▶ DESCRIPTION OF THE TASK
Pick out every line of the records that contains the string "hair", and copy each one. Case counts.

▶ RECORDS PROVIDED
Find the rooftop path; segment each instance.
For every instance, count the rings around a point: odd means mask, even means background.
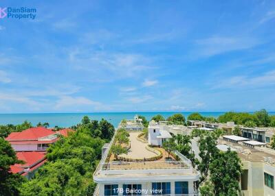
[[[144,158],[151,158],[156,156],[156,154],[146,149],[148,143],[144,143],[137,140],[138,136],[140,132],[130,132],[131,148],[127,154],[121,154],[120,157],[132,159],[140,159]]]

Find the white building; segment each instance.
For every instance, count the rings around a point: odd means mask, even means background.
[[[275,195],[275,151],[266,148],[265,143],[236,136],[224,136],[217,147],[226,151],[228,147],[238,153],[243,173],[240,187],[244,196]]]
[[[133,134],[135,133],[131,133]],[[137,141],[131,140],[135,137],[131,135],[130,138],[132,148]],[[175,154],[179,160],[146,161],[144,158],[138,161],[133,158],[131,162],[114,161],[110,156],[113,142],[113,140],[94,174],[94,180],[98,184],[94,196],[198,195],[195,182],[199,180],[199,173],[192,168],[190,161],[179,152]],[[135,150],[144,151],[147,147],[142,149],[140,147]],[[152,153],[153,149],[150,151]],[[129,154],[126,156],[129,157]]]
[[[164,125],[160,125],[151,121],[148,127],[148,141],[149,145],[162,146],[163,142],[172,138]]]

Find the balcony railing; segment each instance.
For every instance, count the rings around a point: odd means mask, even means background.
[[[46,150],[48,147],[37,147],[37,150],[44,151],[44,150]]]
[[[140,161],[140,162],[110,162],[103,163],[102,170],[124,169],[189,169],[190,166],[182,161]]]

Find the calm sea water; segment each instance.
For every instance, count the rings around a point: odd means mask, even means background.
[[[46,113],[46,114],[0,114],[0,125],[20,124],[24,121],[30,121],[33,125],[38,122],[50,123],[50,127],[58,125],[60,127],[70,127],[81,121],[82,117],[88,116],[91,119],[100,120],[105,119],[115,127],[117,127],[123,119],[131,119],[135,114],[144,116],[147,120],[152,117],[160,114],[165,118],[175,114],[182,113],[186,118],[192,112],[94,112],[94,113]],[[204,117],[217,117],[224,114],[222,112],[199,112]],[[275,112],[269,112],[275,115]]]

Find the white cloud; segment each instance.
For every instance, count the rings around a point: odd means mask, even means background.
[[[195,41],[195,56],[210,57],[226,52],[253,47],[258,40],[247,37],[213,36]]]
[[[243,86],[265,86],[275,84],[275,70],[266,72],[262,75],[249,77],[237,75],[227,78],[218,82],[214,88],[238,88]]]
[[[11,93],[0,93],[0,101],[8,101],[10,103],[10,102],[25,103],[32,106],[38,105],[38,102],[32,100],[27,97]]]
[[[53,27],[56,29],[69,29],[76,26],[76,23],[69,19],[63,19],[53,23]]]
[[[148,100],[150,100],[152,98],[153,98],[152,96],[145,95],[142,97],[132,97],[128,98],[127,99],[133,103],[140,103],[147,101]]]
[[[10,82],[12,80],[8,77],[8,74],[5,71],[0,70],[0,82],[10,83]]]
[[[260,21],[260,24],[263,24],[273,19],[275,19],[275,11],[268,12],[265,16]]]
[[[142,82],[142,86],[152,86],[158,83],[157,80],[150,80],[150,79],[145,79],[144,82]]]
[[[123,87],[120,88],[120,91],[125,93],[133,92],[135,91],[135,90],[136,88],[135,87]]]

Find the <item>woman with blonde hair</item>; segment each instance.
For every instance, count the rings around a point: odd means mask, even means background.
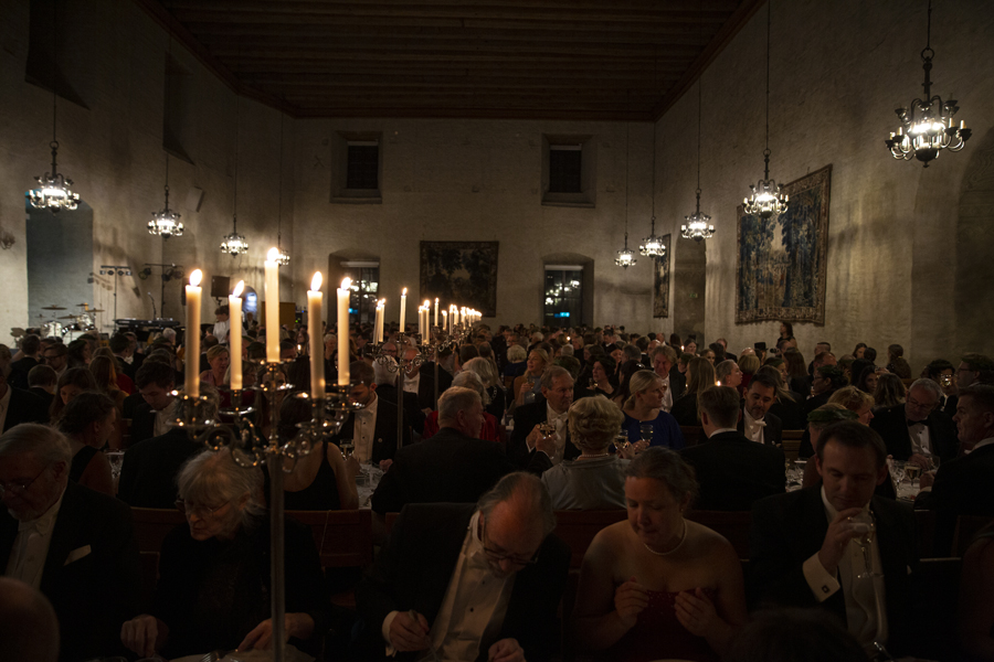
[[[624,416],[603,396],[580,398],[570,407],[570,440],[580,449],[542,473],[542,484],[556,510],[625,508],[625,468],[628,460],[610,452]]]
[[[622,412],[622,429],[628,434],[628,441],[636,450],[649,446],[665,446],[679,450],[684,447],[684,435],[676,418],[663,410],[666,384],[651,370],[639,370],[628,380],[631,395]]]
[[[669,414],[679,425],[700,425],[697,395],[718,381],[715,376],[715,365],[706,357],[695,356],[687,364],[687,374],[689,375],[687,393],[673,403]]]

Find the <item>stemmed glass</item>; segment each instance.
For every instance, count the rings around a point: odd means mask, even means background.
[[[849,517],[853,524],[853,531],[859,535],[855,538],[863,551],[864,570],[856,575],[857,579],[868,579],[874,576],[873,555],[870,554],[870,545],[874,542],[874,535],[877,532],[876,520],[869,511],[864,511],[857,515]]]

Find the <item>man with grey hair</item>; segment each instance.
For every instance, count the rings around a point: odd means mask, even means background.
[[[414,503],[356,591],[362,659],[544,662],[570,549],[541,481],[505,476],[476,504]]]
[[[472,388],[453,386],[443,393],[437,434],[396,451],[373,492],[373,512],[396,513],[408,503],[475,503],[514,471],[497,444],[479,439],[483,412]]]
[[[928,471],[929,458],[942,461],[956,457],[959,444],[955,426],[938,410],[942,389],[927,377],[916,380],[908,388],[905,404],[874,413],[870,427],[884,438],[887,453],[896,460],[911,461]]]
[[[70,482],[71,462],[68,441],[47,426],[0,437],[0,568],[52,602],[66,661],[117,654],[139,586],[128,506]]]
[[[546,469],[562,460],[580,456],[580,449],[570,441],[567,417],[573,404],[573,377],[558,365],[546,369],[541,381],[541,397],[515,409],[515,429],[508,441],[507,456],[519,469],[536,467],[533,460]]]

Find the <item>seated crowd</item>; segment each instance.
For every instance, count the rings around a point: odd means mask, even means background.
[[[147,346],[130,333],[68,345],[29,334],[13,355],[0,345],[0,659],[272,645],[266,470],[172,425],[190,361],[205,416],[239,404],[226,307],[216,318],[200,356],[169,329]],[[288,442],[311,415],[289,395],[310,382],[306,330],[279,329],[286,363],[273,373],[260,370],[265,329],[245,328],[244,384],[292,386],[278,416],[252,389],[241,405],[255,434]],[[369,508],[383,535],[342,612],[331,602],[341,576],[286,521],[285,631],[304,653],[994,661],[994,528],[963,554],[959,616],[938,645],[919,585],[921,558],[956,554],[961,516],[994,521],[990,357],[935,360],[913,378],[900,345],[880,367],[865,343],[836,357],[819,342],[807,363],[786,322],[775,349],[739,355],[720,339],[615,328],[480,324],[434,356],[395,327],[379,345],[368,324],[347,332],[357,408],[285,474],[284,502]],[[325,335],[328,383],[337,346]],[[123,462],[112,470],[102,451]],[[787,458],[803,463],[800,485]],[[897,499],[897,466],[920,472],[913,504]],[[357,481],[373,474],[363,499]],[[186,519],[145,604],[131,508]],[[919,548],[912,508],[934,513],[932,548]],[[556,511],[618,513],[573,584]],[[696,519],[713,511],[751,522],[744,570]]]

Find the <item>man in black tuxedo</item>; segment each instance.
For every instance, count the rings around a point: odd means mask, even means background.
[[[166,421],[175,406],[170,394],[176,389],[176,371],[161,361],[146,361],[135,375],[135,386],[145,402],[131,414],[131,444],[169,431]]]
[[[10,364],[0,366],[0,420],[3,431],[21,423],[49,423],[49,410],[42,398],[8,383]]]
[[[782,606],[821,606],[846,623],[864,648],[877,640],[895,655],[908,654],[918,532],[910,509],[874,495],[888,479],[884,441],[859,423],[843,421],[826,427],[817,446],[819,484],[752,506],[753,597]],[[870,568],[857,542],[866,525],[852,521],[867,512],[876,521]],[[882,622],[876,581],[857,577],[867,572],[882,574]]]
[[[956,403],[960,441],[972,449],[961,458],[943,462],[934,476],[923,473],[916,509],[935,511],[935,556],[949,556],[960,515],[994,517],[994,386],[974,384],[960,393]],[[955,556],[956,552],[952,551]]]
[[[483,403],[472,388],[453,386],[438,398],[438,433],[401,448],[372,495],[373,512],[408,503],[476,503],[515,470],[500,447],[479,439]]]
[[[700,484],[694,508],[748,511],[757,499],[783,493],[783,451],[747,439],[736,429],[738,419],[734,388],[709,386],[700,394],[700,425],[708,440],[680,451]]]
[[[372,462],[387,470],[396,453],[396,404],[381,403],[377,397],[376,373],[364,361],[356,361],[349,366],[351,391],[349,399],[362,405],[358,412],[349,414],[332,441],[351,446],[360,463]],[[401,446],[411,444],[411,428],[404,426]]]
[[[737,429],[750,441],[779,447],[783,442],[783,421],[770,414],[775,402],[776,381],[763,373],[754,374],[745,389],[744,412]]]
[[[542,397],[515,409],[515,430],[508,441],[507,457],[519,469],[544,471],[562,460],[573,460],[580,449],[570,441],[567,418],[573,404],[573,377],[551,365],[542,374]],[[556,431],[544,436],[539,425],[550,424]]]
[[[504,477],[478,504],[412,503],[359,585],[362,659],[547,662],[570,549],[549,493]]]
[[[903,405],[880,409],[870,427],[884,438],[887,453],[929,469],[929,456],[941,460],[956,457],[959,444],[952,420],[937,412],[942,389],[929,378],[916,380]]]
[[[71,462],[65,437],[46,426],[0,437],[0,568],[49,598],[60,659],[76,662],[121,649],[120,626],[137,613],[139,566],[128,506],[70,482]]]

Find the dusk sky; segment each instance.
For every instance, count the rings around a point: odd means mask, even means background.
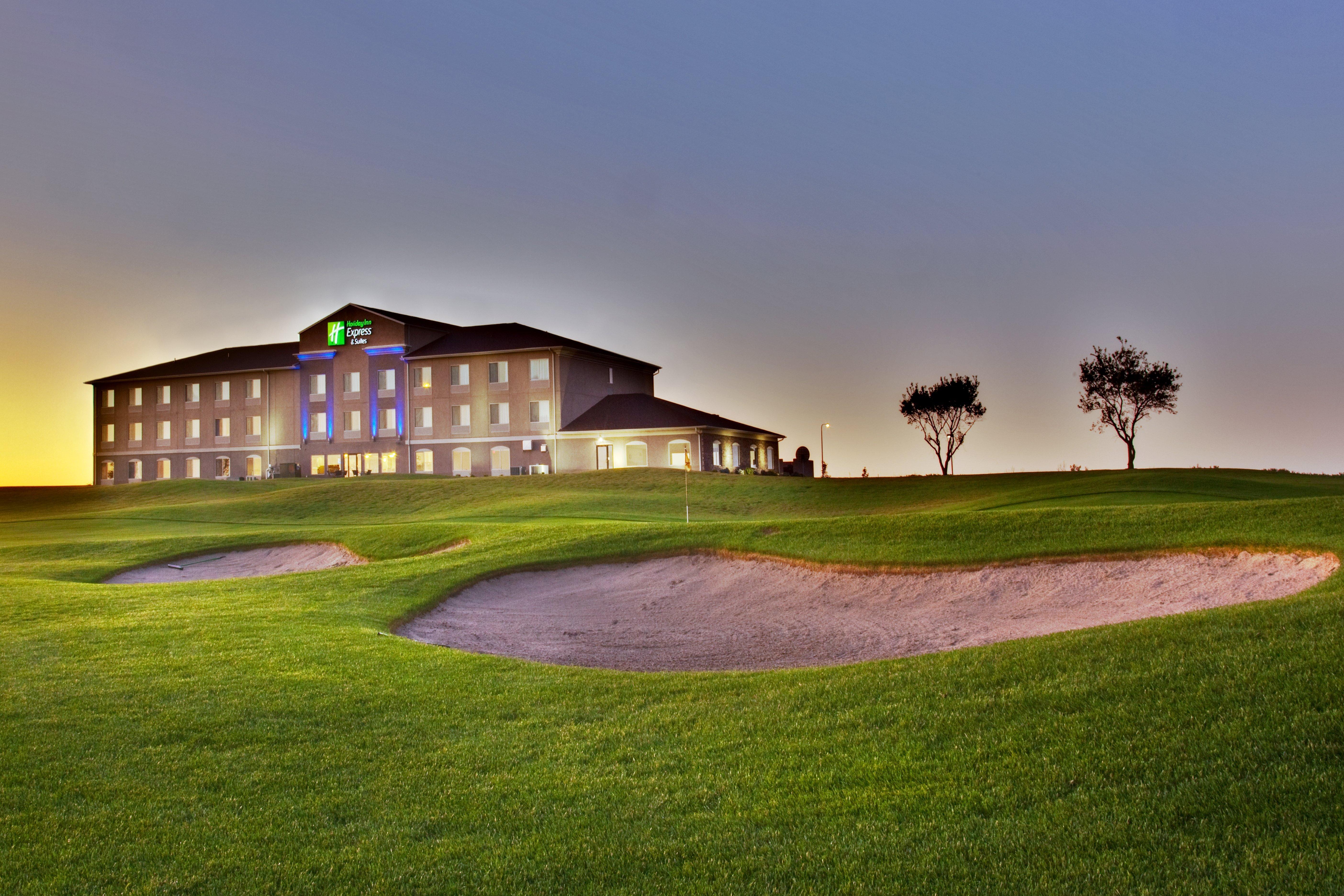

▶ TASK ANSWER
Find the <item>woman with blonde hair</item>; segment each instance.
Find the <item>man with grey hair</item>; segment each instance.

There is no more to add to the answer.